* _TASK PROMPT_:
Locate each line of the material below that contains the string "Target", and copy those lines.
Start of INPUT RECORDS
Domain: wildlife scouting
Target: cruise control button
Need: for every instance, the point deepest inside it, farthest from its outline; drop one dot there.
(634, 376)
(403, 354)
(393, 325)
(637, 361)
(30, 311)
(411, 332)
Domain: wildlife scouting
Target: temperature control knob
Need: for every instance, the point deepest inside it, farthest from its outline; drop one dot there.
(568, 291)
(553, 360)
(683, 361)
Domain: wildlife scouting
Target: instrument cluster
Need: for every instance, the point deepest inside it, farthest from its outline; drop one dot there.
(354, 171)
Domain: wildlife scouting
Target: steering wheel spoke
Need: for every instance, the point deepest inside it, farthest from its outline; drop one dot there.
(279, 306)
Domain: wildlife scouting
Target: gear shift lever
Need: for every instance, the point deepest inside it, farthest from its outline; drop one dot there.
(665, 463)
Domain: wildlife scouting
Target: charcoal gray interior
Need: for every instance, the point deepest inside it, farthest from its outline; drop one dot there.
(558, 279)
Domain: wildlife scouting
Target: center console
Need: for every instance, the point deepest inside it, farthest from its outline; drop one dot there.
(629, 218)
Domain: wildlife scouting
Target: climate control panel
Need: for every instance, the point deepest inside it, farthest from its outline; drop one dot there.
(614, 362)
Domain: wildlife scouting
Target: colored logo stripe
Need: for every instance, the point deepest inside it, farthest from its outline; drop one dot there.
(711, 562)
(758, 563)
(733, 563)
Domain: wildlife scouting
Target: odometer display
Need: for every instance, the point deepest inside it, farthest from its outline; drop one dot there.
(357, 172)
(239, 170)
End of INPUT RECORDS
Start of INPUT RECORDS
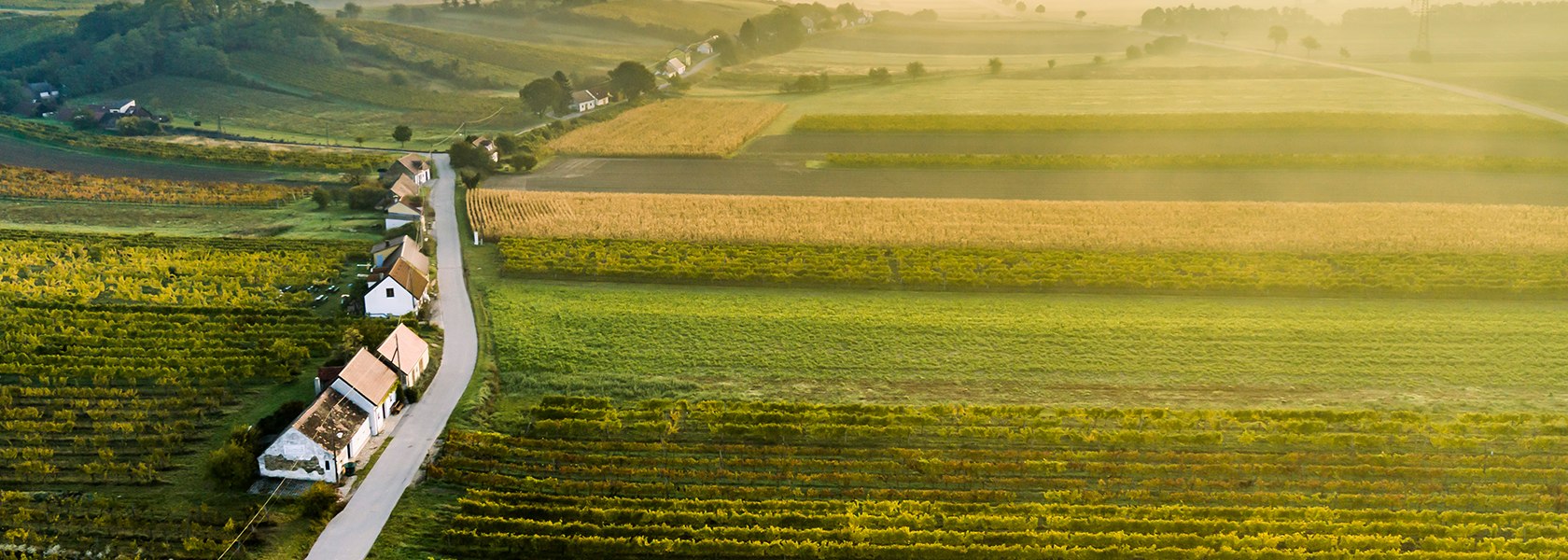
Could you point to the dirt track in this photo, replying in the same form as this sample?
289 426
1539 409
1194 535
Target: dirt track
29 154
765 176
End of INPUT RECORDS
* _REPLY_:
Target: cruise control button
Target: temperature control knob
Target: instrument cluster
Target: steering wheel spoke
Target: gear shift lever
Target: charcoal gray interior
Target: center console
Target: climate control panel
Target: colored logo stripe
Target: odometer display
Target: dirt track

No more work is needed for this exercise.